··· Data to use ···
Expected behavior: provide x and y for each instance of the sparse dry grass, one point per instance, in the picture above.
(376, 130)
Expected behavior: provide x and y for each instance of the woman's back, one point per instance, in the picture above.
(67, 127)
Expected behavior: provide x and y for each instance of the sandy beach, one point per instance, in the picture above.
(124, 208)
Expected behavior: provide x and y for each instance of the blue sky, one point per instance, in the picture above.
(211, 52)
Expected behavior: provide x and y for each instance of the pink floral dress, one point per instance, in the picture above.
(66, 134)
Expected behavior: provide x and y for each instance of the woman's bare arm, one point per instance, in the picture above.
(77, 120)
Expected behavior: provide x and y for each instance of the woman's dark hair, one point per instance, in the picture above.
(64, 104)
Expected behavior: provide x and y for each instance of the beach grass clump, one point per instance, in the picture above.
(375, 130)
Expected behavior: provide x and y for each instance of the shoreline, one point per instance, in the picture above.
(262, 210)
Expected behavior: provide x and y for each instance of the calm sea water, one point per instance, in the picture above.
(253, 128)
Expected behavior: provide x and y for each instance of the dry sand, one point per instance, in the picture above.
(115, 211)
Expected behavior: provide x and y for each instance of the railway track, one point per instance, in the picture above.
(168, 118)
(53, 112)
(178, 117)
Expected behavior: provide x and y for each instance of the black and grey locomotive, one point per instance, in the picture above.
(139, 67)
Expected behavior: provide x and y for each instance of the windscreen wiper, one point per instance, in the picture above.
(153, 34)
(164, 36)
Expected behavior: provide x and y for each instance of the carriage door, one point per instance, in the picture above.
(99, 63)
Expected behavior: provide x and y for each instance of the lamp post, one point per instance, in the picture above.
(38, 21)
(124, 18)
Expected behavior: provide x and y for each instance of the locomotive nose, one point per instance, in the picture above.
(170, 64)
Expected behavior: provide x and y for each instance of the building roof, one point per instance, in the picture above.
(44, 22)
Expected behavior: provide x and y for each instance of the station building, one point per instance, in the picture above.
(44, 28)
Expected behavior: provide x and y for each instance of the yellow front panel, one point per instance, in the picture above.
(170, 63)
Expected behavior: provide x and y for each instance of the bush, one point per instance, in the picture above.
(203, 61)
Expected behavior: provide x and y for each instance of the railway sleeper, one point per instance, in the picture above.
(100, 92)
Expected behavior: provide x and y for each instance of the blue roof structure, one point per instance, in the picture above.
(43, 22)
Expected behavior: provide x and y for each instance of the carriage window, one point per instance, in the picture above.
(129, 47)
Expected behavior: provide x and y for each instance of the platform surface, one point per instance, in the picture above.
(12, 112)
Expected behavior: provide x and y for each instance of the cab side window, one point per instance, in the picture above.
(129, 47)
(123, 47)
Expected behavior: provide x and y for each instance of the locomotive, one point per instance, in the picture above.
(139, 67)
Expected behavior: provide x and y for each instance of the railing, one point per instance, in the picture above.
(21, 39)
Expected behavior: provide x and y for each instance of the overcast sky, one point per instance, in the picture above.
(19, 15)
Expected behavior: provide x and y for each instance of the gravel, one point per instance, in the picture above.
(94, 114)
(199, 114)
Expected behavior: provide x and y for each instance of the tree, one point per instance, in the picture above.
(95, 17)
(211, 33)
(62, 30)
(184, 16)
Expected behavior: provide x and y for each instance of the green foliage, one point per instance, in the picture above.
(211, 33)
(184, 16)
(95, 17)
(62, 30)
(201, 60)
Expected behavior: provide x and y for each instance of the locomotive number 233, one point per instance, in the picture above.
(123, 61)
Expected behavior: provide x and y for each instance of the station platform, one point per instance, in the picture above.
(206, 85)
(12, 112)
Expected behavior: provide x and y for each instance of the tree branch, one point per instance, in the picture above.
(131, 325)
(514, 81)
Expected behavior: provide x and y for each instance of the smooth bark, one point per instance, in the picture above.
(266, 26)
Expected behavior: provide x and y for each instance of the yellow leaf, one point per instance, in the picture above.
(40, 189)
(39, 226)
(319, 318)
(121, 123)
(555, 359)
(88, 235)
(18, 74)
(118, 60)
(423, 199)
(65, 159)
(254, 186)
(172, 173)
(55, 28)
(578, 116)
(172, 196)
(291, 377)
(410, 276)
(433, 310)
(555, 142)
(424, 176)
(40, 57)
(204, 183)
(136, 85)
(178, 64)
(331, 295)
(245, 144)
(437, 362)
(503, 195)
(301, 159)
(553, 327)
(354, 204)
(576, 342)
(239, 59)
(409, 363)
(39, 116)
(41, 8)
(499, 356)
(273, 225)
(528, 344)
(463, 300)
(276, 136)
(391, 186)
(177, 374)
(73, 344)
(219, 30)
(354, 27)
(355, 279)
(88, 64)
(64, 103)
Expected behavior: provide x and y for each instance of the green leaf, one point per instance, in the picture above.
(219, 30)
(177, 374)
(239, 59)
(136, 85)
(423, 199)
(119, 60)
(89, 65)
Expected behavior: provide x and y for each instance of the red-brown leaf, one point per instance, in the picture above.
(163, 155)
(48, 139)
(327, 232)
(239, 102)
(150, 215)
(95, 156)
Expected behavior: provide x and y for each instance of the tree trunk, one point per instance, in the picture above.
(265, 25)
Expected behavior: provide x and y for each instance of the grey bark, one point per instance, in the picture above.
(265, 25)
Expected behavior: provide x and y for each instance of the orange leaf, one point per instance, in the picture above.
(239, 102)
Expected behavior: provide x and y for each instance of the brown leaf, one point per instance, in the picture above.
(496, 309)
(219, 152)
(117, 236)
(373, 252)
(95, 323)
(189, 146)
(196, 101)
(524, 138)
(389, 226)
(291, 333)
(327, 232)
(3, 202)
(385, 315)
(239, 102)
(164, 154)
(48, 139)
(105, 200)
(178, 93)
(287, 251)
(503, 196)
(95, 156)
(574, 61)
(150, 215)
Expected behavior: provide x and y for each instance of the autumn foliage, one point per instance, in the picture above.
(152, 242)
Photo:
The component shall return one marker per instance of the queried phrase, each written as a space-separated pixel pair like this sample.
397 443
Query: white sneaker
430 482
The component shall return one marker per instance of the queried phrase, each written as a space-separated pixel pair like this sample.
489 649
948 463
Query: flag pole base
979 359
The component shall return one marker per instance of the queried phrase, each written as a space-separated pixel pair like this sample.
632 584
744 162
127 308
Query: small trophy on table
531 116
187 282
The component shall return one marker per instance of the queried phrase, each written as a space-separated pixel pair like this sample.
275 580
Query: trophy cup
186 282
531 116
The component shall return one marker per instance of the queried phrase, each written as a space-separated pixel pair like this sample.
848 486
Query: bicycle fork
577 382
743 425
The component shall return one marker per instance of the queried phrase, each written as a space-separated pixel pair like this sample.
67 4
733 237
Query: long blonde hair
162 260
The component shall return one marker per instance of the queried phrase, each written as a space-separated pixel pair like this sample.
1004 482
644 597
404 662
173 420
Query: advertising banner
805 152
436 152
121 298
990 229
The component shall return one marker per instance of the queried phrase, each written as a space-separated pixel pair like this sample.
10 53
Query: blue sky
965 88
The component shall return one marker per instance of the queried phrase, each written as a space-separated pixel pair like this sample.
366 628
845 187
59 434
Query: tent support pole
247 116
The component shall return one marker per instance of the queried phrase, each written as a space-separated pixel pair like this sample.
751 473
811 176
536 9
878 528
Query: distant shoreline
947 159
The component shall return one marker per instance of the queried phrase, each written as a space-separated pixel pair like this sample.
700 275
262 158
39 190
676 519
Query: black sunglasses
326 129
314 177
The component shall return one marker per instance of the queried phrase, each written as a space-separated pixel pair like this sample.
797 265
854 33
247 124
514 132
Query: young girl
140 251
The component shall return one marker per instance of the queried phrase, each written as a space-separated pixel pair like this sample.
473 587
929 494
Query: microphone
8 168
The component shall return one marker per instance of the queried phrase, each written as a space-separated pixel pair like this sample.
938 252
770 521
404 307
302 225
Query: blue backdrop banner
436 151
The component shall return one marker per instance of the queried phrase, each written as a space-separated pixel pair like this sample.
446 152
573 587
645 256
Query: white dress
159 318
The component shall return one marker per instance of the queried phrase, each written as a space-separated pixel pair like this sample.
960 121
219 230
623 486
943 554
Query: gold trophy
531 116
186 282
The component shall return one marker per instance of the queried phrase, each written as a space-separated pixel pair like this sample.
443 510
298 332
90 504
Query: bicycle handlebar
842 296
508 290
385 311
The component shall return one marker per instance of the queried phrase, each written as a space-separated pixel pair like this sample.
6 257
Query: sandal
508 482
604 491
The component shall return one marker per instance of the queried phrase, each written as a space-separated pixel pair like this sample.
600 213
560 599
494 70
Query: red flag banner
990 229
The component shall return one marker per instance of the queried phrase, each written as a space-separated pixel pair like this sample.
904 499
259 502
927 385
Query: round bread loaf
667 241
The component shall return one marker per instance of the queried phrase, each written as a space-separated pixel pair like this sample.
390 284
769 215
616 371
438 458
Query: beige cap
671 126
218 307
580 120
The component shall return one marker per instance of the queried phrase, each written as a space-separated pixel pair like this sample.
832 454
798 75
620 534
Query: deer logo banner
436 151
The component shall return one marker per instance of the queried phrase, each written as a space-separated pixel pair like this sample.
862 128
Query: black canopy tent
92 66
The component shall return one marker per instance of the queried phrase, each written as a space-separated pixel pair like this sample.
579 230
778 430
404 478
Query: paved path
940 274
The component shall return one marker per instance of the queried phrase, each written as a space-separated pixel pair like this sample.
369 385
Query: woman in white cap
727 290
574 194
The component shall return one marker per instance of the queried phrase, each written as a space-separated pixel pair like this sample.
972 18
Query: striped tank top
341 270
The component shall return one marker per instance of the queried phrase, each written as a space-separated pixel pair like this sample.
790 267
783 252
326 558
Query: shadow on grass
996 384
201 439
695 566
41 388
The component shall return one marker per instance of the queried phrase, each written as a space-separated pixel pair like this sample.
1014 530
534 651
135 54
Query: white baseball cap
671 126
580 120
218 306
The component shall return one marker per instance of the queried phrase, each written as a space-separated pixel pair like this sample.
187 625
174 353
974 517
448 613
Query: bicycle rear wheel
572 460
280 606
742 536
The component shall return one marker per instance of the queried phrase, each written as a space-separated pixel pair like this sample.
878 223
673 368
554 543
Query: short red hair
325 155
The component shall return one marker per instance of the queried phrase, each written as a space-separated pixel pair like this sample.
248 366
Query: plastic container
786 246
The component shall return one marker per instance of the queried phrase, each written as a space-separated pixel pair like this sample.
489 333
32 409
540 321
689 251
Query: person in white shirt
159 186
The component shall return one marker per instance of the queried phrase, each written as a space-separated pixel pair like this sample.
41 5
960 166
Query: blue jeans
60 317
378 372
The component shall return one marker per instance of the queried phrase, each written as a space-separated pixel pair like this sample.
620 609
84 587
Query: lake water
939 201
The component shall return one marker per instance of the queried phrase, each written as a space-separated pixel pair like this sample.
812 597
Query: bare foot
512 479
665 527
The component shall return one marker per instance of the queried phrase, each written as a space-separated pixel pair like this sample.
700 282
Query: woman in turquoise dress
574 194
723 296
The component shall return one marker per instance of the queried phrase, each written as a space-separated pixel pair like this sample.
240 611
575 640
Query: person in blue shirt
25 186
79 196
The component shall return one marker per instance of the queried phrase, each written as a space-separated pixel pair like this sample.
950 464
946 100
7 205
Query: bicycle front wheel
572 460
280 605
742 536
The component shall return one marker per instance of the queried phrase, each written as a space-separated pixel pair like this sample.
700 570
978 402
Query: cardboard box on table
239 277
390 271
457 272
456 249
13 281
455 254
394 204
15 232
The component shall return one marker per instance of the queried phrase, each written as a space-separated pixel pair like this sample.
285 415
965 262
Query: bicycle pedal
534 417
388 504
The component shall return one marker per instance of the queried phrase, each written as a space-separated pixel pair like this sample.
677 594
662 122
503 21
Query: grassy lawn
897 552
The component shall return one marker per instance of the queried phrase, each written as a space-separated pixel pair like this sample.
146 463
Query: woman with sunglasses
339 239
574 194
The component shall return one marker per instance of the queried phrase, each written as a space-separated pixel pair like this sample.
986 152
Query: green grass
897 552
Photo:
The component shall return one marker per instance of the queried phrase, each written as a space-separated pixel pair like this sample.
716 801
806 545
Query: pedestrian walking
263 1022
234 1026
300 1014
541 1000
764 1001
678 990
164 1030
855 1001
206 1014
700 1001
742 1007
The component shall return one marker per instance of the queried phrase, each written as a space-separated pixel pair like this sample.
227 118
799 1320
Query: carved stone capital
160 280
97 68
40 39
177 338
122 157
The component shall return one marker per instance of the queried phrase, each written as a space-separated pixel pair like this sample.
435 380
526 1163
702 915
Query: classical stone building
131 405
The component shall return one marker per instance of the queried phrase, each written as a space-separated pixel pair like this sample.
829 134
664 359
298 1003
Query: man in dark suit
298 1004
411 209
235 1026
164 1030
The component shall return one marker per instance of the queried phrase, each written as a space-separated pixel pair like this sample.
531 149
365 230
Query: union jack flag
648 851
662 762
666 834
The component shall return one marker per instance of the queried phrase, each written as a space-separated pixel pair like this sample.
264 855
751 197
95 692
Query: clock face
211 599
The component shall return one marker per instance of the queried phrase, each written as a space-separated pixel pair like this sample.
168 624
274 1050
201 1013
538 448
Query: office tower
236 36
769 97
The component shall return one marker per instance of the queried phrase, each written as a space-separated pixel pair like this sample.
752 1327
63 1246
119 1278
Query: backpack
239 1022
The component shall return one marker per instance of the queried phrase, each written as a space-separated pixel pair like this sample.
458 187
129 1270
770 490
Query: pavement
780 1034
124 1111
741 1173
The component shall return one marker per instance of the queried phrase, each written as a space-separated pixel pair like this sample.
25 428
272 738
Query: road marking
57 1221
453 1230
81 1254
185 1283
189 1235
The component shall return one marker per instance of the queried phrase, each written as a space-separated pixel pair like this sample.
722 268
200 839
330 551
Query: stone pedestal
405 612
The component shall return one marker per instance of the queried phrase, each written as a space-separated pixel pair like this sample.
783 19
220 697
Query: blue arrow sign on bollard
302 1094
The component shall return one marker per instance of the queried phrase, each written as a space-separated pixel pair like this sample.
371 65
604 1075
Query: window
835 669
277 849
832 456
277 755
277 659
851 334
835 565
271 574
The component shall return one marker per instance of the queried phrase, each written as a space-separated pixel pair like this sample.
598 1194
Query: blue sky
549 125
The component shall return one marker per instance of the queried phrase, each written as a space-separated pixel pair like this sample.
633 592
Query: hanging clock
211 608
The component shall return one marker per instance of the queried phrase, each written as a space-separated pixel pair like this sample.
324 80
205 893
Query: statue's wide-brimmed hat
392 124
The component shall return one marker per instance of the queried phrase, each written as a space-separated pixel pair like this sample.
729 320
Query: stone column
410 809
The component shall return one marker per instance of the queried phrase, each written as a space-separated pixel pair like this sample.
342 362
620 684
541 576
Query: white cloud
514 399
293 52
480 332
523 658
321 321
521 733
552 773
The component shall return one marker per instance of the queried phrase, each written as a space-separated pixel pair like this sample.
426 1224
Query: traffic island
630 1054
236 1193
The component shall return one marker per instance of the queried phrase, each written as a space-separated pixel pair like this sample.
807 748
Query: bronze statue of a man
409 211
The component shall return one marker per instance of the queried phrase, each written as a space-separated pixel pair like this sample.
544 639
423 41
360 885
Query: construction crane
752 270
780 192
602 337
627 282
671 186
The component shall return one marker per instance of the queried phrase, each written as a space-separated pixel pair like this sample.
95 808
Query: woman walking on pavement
···
What is expected:
Extract every line in the rows above that contains the string "brown", treating uppercase and lowercase as different.

Exercise response:
Expected behavior: provide x and y for each instance of the red-brown leaf, one point per instance, in the picture above.
Expected behavior: provide x and y for each instance of the brown leaf, one point per instance, in the picture above.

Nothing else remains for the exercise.